━━━━━ Exercise input
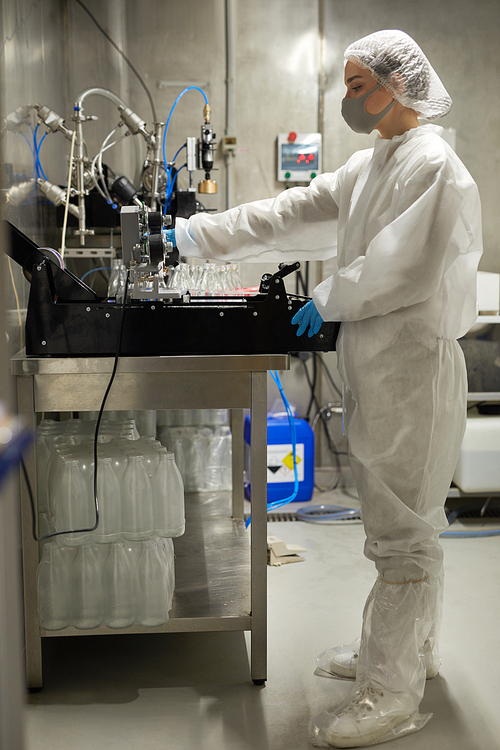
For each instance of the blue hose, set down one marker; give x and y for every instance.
(293, 433)
(189, 88)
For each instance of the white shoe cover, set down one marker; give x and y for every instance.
(369, 715)
(343, 660)
(390, 673)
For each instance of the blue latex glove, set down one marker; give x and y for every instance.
(307, 316)
(171, 237)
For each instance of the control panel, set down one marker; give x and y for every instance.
(299, 156)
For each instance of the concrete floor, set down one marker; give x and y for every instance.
(193, 691)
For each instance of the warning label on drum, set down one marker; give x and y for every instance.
(280, 463)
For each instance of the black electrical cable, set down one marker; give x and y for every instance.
(96, 435)
(101, 271)
(134, 71)
(312, 388)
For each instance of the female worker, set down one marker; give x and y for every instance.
(404, 220)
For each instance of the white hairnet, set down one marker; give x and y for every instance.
(398, 63)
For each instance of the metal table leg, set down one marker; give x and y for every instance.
(33, 640)
(259, 526)
(237, 462)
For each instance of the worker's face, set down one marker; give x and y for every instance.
(359, 81)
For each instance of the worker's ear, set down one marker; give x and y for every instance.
(397, 83)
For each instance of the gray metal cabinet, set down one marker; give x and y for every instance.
(221, 578)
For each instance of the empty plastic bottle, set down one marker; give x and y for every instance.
(86, 588)
(152, 593)
(137, 500)
(118, 584)
(108, 494)
(168, 497)
(70, 503)
(52, 580)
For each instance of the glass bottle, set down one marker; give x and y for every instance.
(86, 588)
(118, 587)
(108, 495)
(168, 497)
(52, 580)
(137, 500)
(151, 589)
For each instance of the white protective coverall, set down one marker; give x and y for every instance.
(404, 220)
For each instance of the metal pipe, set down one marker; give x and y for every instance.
(229, 97)
(99, 92)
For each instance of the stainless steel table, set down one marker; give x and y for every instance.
(221, 583)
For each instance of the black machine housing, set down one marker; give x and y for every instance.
(66, 318)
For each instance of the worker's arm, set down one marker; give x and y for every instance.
(299, 224)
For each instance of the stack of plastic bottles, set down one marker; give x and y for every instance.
(122, 573)
(201, 442)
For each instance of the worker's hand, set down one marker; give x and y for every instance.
(307, 316)
(171, 237)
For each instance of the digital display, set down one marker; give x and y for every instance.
(299, 157)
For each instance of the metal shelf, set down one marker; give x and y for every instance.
(221, 580)
(212, 573)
━━━━━━━━━━
Give back the whole listing exactly as it stands. Drop every picture.

# [Your solution]
For each instance of the blue hose, set down one marker; give x and y for every instance.
(293, 433)
(189, 88)
For each instance of the white shoe cover, set down one marker; give x and y for every instance.
(369, 715)
(343, 660)
(390, 673)
For each instance of the blue latex glove, set down one marker; give x and y for every instance.
(307, 316)
(171, 237)
For each instance of the control panel, set down one marker; give x and y for every instance.
(299, 156)
For each instance of the concrete floor, set down one marker; give x and y for every instance.
(193, 691)
For each instance of the warning label on drum, set down one marker; give x and y for every instance.
(280, 463)
For each instance of the black electrical cable, set down one marker; give x and y for every instance.
(96, 435)
(101, 271)
(134, 71)
(312, 388)
For each instance of the female worker, set down one marker; give x and y for every instance.
(404, 220)
For each instance of the white hairnet, set down one marker; give x and y for every instance.
(398, 63)
For each instance of the metal table leg, set down one marker; give x and y for every instance.
(33, 640)
(259, 526)
(237, 462)
For each instance of the worker's face, set down one marker; give x and y for every instance.
(359, 81)
For each instance of the worker's ear, set down one marker; give x and y for every instance.
(397, 83)
For each instance of the gray metal cabinet, set down one marker; give x and y for every instance.
(221, 578)
For each instance of the empty plastic bottle, set down one marker; give x and y for every instance.
(86, 588)
(152, 593)
(137, 500)
(118, 584)
(108, 494)
(168, 497)
(70, 503)
(52, 580)
For each instance of the glass bottle, set down one marker; give x and y for every instance.
(86, 588)
(118, 587)
(108, 495)
(168, 497)
(52, 580)
(137, 500)
(151, 589)
For each instance of the white protective coverall, set down one marker; give x and y for every instance.
(404, 220)
For each instance of the metal pipe, set down one marker; give x and y for every instance.
(229, 97)
(99, 92)
For each instance of the stainless steel table, set down one marker; give x and y for every instance.
(221, 583)
For each instance of the black machine housing, set down one marker; give x and y for every instance.
(66, 318)
For each instance of the worker's arm, set down one marker; give x and y for every instance.
(299, 224)
For each instance of the stack of plastic bottles, set down one marker; give x and y for every instance.
(122, 573)
(201, 442)
For each instance of the worker's hand, set down one marker; give x and y for every instance.
(307, 316)
(171, 237)
For each instance of the digital display, set down one marker; give x and y for every instance.
(299, 157)
For each instance of the metal shelf, set down one marker; give x and y for every instance.
(221, 580)
(212, 573)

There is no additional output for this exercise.